* [EXERCISE] Once the images are set aside, print the remaining lines below exactly.

* [DATA LISTING]
Segment Open
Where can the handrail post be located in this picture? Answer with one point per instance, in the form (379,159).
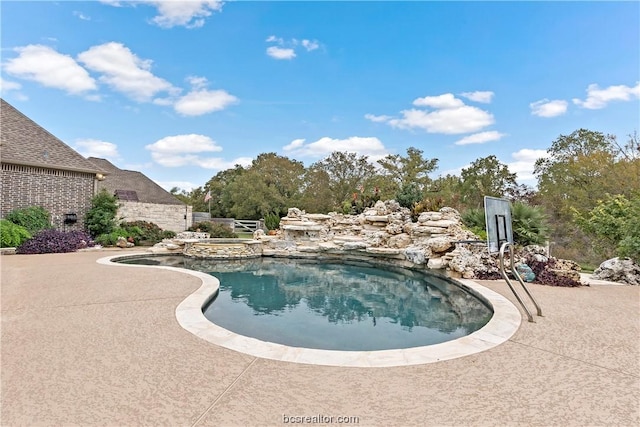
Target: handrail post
(503,273)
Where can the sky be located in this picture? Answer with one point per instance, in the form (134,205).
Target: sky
(180,90)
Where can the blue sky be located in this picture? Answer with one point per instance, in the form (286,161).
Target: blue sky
(182,90)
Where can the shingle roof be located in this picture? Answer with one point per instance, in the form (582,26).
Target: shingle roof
(24,142)
(146,190)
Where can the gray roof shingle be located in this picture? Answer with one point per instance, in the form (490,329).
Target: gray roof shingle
(24,142)
(146,190)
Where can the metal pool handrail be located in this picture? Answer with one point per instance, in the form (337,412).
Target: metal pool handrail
(504,246)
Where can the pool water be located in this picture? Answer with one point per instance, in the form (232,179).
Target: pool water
(335,306)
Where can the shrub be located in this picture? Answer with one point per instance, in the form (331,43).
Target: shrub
(168,234)
(144,232)
(12,235)
(216,230)
(33,218)
(409,195)
(101,218)
(272,221)
(544,275)
(55,241)
(615,225)
(426,205)
(110,239)
(529,223)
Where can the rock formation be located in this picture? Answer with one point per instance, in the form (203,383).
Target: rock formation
(619,270)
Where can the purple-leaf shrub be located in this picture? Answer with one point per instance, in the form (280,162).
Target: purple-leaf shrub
(545,276)
(55,241)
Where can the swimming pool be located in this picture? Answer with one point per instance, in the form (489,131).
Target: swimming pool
(502,325)
(336,306)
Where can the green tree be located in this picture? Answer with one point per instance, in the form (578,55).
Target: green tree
(272,183)
(346,172)
(221,196)
(407,173)
(614,224)
(33,218)
(486,176)
(580,168)
(316,195)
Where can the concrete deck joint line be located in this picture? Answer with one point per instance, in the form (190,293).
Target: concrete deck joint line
(503,325)
(204,414)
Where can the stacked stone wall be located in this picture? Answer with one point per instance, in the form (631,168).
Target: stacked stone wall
(168,217)
(58,191)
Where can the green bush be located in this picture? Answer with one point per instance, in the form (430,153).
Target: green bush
(529,223)
(216,230)
(101,218)
(409,195)
(426,205)
(12,235)
(615,225)
(272,221)
(33,218)
(110,239)
(144,232)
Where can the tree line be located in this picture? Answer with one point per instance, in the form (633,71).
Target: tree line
(582,169)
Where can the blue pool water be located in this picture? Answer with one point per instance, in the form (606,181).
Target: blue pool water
(335,306)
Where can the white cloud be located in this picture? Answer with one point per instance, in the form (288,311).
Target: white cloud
(280,53)
(310,44)
(480,138)
(286,49)
(186,13)
(463,119)
(599,98)
(173,13)
(377,119)
(123,71)
(6,85)
(363,146)
(185,150)
(274,39)
(447,115)
(97,148)
(190,143)
(546,108)
(446,100)
(50,68)
(197,82)
(203,101)
(182,185)
(479,96)
(524,161)
(81,15)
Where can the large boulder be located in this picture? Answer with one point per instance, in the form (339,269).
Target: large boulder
(618,270)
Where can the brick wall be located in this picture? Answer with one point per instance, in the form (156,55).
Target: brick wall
(167,217)
(57,191)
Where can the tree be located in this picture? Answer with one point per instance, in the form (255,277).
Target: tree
(221,197)
(346,172)
(407,173)
(615,225)
(573,175)
(485,177)
(579,170)
(271,184)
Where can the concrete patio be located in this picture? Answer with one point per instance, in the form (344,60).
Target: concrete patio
(89,344)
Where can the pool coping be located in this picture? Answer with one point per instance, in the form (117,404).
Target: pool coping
(189,313)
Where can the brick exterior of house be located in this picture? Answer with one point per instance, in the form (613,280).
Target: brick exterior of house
(40,170)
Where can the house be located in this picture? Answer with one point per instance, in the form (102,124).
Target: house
(141,199)
(39,169)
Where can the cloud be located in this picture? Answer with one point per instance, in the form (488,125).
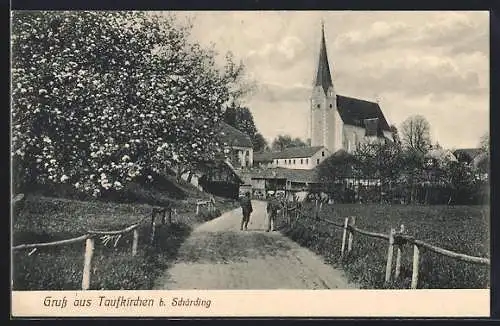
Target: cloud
(283,53)
(453,32)
(378,35)
(415,75)
(457,32)
(275,93)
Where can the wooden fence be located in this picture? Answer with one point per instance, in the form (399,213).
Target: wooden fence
(105,236)
(396,238)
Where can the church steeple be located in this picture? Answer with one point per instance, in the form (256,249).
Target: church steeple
(323,76)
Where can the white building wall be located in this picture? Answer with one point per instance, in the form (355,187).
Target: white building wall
(302,163)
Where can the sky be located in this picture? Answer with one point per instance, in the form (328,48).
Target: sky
(435,64)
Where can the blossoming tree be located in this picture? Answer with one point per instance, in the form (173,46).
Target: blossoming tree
(100,97)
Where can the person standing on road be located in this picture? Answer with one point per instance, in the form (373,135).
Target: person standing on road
(246,209)
(273,207)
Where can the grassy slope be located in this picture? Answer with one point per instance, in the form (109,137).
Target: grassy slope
(463,229)
(45,219)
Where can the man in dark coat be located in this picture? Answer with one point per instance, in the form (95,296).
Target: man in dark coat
(246,209)
(273,207)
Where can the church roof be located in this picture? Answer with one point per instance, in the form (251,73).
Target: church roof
(354,112)
(323,75)
(234,137)
(263,156)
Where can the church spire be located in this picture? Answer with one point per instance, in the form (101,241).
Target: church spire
(323,76)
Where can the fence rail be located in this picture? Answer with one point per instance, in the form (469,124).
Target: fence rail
(105,236)
(395,238)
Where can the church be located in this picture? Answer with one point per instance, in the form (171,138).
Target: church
(341,122)
(337,123)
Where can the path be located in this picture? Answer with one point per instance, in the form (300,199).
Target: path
(217,255)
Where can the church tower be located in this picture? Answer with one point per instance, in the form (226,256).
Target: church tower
(326,125)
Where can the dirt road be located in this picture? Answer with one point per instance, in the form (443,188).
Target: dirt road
(217,255)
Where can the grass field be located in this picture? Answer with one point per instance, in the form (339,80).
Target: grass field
(463,229)
(45,219)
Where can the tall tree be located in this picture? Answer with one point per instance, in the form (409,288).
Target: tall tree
(241,118)
(395,135)
(415,133)
(100,97)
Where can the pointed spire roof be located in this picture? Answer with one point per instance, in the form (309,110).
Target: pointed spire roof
(323,75)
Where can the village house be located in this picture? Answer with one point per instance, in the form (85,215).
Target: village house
(338,124)
(302,158)
(238,147)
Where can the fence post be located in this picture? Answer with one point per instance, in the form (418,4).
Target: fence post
(416,258)
(89,251)
(135,242)
(398,254)
(153,229)
(344,237)
(351,234)
(390,251)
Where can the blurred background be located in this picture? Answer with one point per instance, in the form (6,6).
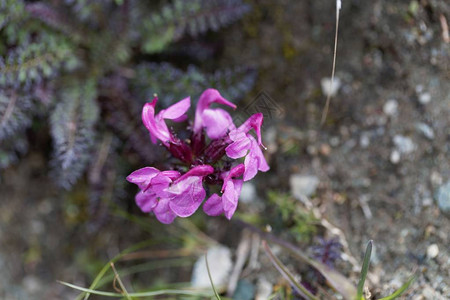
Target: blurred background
(74,75)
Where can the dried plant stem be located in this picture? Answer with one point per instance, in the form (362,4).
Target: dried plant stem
(327,104)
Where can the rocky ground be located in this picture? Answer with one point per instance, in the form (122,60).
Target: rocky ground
(379,168)
(382,159)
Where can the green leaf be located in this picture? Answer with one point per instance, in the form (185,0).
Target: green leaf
(288,275)
(334,278)
(210,278)
(138,294)
(401,290)
(364,270)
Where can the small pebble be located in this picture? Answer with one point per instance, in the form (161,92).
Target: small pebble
(390,108)
(404,144)
(443,198)
(432,251)
(364,141)
(425,98)
(248,193)
(220,264)
(326,84)
(426,130)
(303,185)
(395,157)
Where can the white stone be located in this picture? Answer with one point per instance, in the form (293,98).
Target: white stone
(426,130)
(404,144)
(390,108)
(303,185)
(364,141)
(432,251)
(425,98)
(327,88)
(248,193)
(263,289)
(395,157)
(220,264)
Segment Closed
* [SOLUTION FOR THIS EXERCISE]
Where can the handrail post be located in this picture? Answer with one point per instance, in the form (379,159).
Target: handrail post
(503,273)
Where can the sky be located in this picture? Answer with one point per instance, in the form (134,205).
Target: sky
(180,90)
Where can the blue sky be located in this picture? Answer with one point per instance, in the form (286,161).
Target: blue sky
(182,90)
Where can the shingle roof be located in this picture? Answer with one point per instance, in the form (582,26).
Target: shingle roof
(24,142)
(146,190)
Where can the gray roof shingle be located in this picture? Answer with one point per instance, in the form (490,329).
Target: gray roof shingle
(24,142)
(146,190)
Where can the metal pool handrail be located in this picture? Answer with one point per instance, in the form (337,412).
Target: metal pool handrail
(504,246)
Where can the pool water be located in this picture? Answer with one point per instance, in the form (232,179).
Target: pool water
(335,306)
Where can the shrub be located in this picture? Answer with one point per instance, in the form (331,43).
Target: shrub
(168,234)
(144,232)
(12,235)
(216,230)
(33,218)
(409,195)
(101,218)
(272,221)
(544,275)
(55,241)
(615,225)
(426,205)
(110,239)
(529,223)
Where can the rock formation be located in this picture? Answer with one point per instance, in the form (203,383).
Target: rock formation
(619,270)
Where can the purple-leaf shrub be located in this picture? Answer with one point per instance, in the form (280,162).
Target: purple-leaf shrub
(545,276)
(55,241)
Where can the swimming pool be located in this picture? Answer with one point per instance, in the form (489,131).
Target: swimming pool
(502,325)
(336,306)
Where can the green tree be located in this picture? Answer with one point per instance, in the form (578,55).
Target: green tree
(272,183)
(346,172)
(221,196)
(407,173)
(614,224)
(33,218)
(486,176)
(580,168)
(316,195)
Where can the concrete deck joint line be located in this picture? Answer with one point per instance, in the form (190,293).
Target: concrete deck joint line
(503,325)
(204,414)
Where can the stacked stone wall be located in this picture? Answer with one point per instance, in the form (631,168).
Target: stacked stone wall
(168,217)
(58,191)
Where can the green bush be located in this picture? Answer with one point per instance, in the form (430,153).
Target: green bush
(529,223)
(216,230)
(101,218)
(409,195)
(426,205)
(12,235)
(615,225)
(272,221)
(33,218)
(110,239)
(144,232)
Where can the tree line be located in this picture? Answer with one point per instance, in the form (633,71).
Target: tree line
(582,169)
Where can the blue pool water be located in this picture? Answer with one point per instance, in the form (606,181).
Target: blue pool water
(335,306)
Where can the white cloud be located in this picture? Answer with one point per instance, in the form (288,311).
Target: white cloud
(280,53)
(310,44)
(480,138)
(286,49)
(186,13)
(463,119)
(599,98)
(173,13)
(377,119)
(123,71)
(6,85)
(363,146)
(185,150)
(274,39)
(447,115)
(97,148)
(190,143)
(546,108)
(446,100)
(50,68)
(197,82)
(203,101)
(182,185)
(479,96)
(524,161)
(81,15)
Where can the large boulder be located in this picture? Answer with one point per instance, in the form (339,269).
Target: large boulder
(618,270)
Where can the brick wall be located in this picture? Answer with one point per instance, in the form (156,55).
Target: brick wall
(167,217)
(57,191)
Where can the tree be located in this picture? Answer with one point per instance, in the form (255,277).
Target: tree
(221,197)
(346,172)
(407,173)
(615,225)
(573,175)
(485,177)
(579,170)
(271,184)
Where can the concrete patio be located in this picture? Answer with one point per instance, in the form (344,60).
Target: concrete patio
(89,344)
Where can the pool coping be located in this picture? Answer with one point per instance, in the form (117,404).
Target: pool coping
(189,313)
Where can the brick exterior of house be located in this picture? Answer with one point per instance, in the form (613,280).
Target: brick exterior of house
(40,170)
Where can the house be located in this picture? Answer with one point per instance, in the form (102,124).
Target: house
(141,199)
(39,169)
Where can the cloud be located in this picture? Answer with one point per instance, in the form (488,125).
Target: cloud
(283,53)
(453,32)
(378,35)
(415,75)
(457,32)
(275,93)
Where can the wooden fence be located in this picture? Answer with one point per instance, in the form (399,213).
Target: wooden fence
(105,236)
(396,238)
Where can the church steeple be located in this picture? Answer with one point per instance, in the form (256,249).
Target: church steeple
(323,76)
Where can the white building wall be located in this picture? Answer with one point per instance, in the form (355,187).
Target: white building wall
(302,163)
Where can the sky be located in this picture? Answer with one point per instance, in the form (328,48).
Target: sky
(435,64)
Where can the blossoming tree be located in this picture? Answer with one point per instance, in the form (173,46).
Target: blossoming tree
(100,97)
Where can the person standing on road be located in this picture? Answer with one point per instance, in the form (373,135).
Target: person standing on road
(246,209)
(273,207)
Where can the grassy slope be located in this picture? Answer with one point per instance, in the form (109,137).
Target: grassy slope
(463,229)
(45,219)
Where can the man in dark coat be located in this picture? Answer with one point per instance, in the form (95,296).
Target: man in dark coat
(246,209)
(273,207)
Where can the church roof be located in this picture? Answer with one point per instance, in the form (251,73).
Target: church roof
(354,112)
(323,75)
(234,137)
(263,156)
Where can the church spire be located in this picture? Answer with one point per instance, in the form (101,241).
Target: church spire
(323,76)
Where can the fence rail be located in this picture? Answer with one point per instance, in the form (469,124).
Target: fence rail
(105,236)
(395,238)
Where can the church be located in this picture? Answer with one point per instance, in the form (171,138).
Target: church
(341,122)
(337,123)
Where can the path be located in this picture? Answer with one point per instance, in the form (300,199).
Target: path
(217,255)
Where can the church tower be located in this picture? Answer with one point per instance, in the form (226,256).
Target: church tower
(326,125)
Where can the dirt road be located in this picture? Answer with one point per instance, in the form (443,188).
Target: dirt road
(217,255)
Where can the grass field be located in this picture? Answer with one point per instance, in the form (339,80).
Target: grass field
(463,229)
(45,219)
Where can the tall tree be located in this picture? Answer with one point per instance, in the form (409,288).
Target: tall tree
(241,118)
(395,135)
(415,133)
(100,97)
Where can the pointed spire roof be located in this picture? Answer with one point per instance, in the form (309,110).
Target: pointed spire roof
(323,75)
Where can the village house be located in this picture? Answer with one point per instance, in the form (85,215).
Target: village house
(338,124)
(302,158)
(238,147)
Where can the fence post be located in this picture? Answer with one point per instance, in the form (418,4).
Target: fence post
(416,258)
(89,251)
(135,242)
(398,254)
(153,229)
(344,237)
(351,234)
(390,251)
Where can the blurred background be located in this picture? Answer with one point per instance, in the form (6,6).
Target: blurred background
(74,75)
Where can the dried plant stem be located in this picture? Answer with one point per instance, in the form (362,4).
Target: dried plant stem
(327,104)
Where can the rocky ground be located in this picture? Answer with one point per instance, in the form (122,60).
Target: rocky ground
(379,168)
(382,159)
Where can the green leaf be located in this picture? Answer with one point per instance, in the form (185,0).
Target: green leaf
(288,275)
(334,278)
(210,278)
(138,294)
(401,290)
(364,270)
Where can the small pebble be located in this picture? Answer with one point per instance, in the form (161,92).
Target: small pebble
(390,108)
(404,144)
(443,198)
(432,251)
(364,141)
(425,98)
(248,193)
(220,264)
(326,84)
(426,130)
(303,185)
(395,157)
Where can the white stone be located in this picture? Answer with one point per instance, in the form (293,98).
Target: white stone
(426,130)
(404,144)
(390,108)
(303,185)
(364,141)
(432,251)
(425,98)
(327,88)
(248,193)
(263,289)
(395,157)
(220,264)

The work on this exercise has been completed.